Records for labeling and segmentation:
━━━
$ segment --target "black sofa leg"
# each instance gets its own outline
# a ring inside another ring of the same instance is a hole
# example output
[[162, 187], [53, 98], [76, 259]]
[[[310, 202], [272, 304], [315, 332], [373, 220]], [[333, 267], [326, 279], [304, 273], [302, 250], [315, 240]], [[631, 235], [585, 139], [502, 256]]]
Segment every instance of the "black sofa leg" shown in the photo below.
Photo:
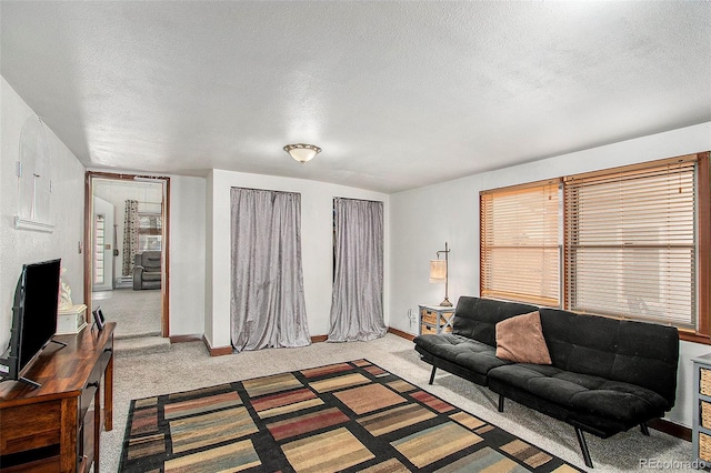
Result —
[[580, 450], [582, 450], [582, 457], [585, 461], [585, 466], [592, 469], [592, 460], [590, 460], [590, 452], [588, 451], [588, 444], [585, 443], [585, 437], [582, 435], [582, 431], [575, 427], [575, 435], [578, 435], [578, 443], [580, 444]]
━━━
Task directions: Can you pull out every line of the material above word for word, leaving the pictures out of your answer?

Written solution:
$ segment --target "black sofa leg"
# each instance gets its own outline
# a ring inside another ring of the same instance is a hole
# example output
[[162, 187], [53, 98], [76, 259]]
[[[310, 202], [272, 304], [315, 332], [373, 220]], [[333, 267], [326, 279], [304, 273], [302, 250], [315, 240]], [[631, 235], [585, 139], [502, 256]]]
Segment every instance of the "black sofa leg" shown in the photo below.
Photo:
Result —
[[580, 450], [582, 450], [582, 457], [585, 461], [585, 466], [592, 469], [592, 460], [590, 460], [590, 452], [588, 451], [588, 444], [585, 443], [585, 437], [582, 435], [582, 431], [575, 427], [575, 435], [578, 435], [578, 443], [580, 444]]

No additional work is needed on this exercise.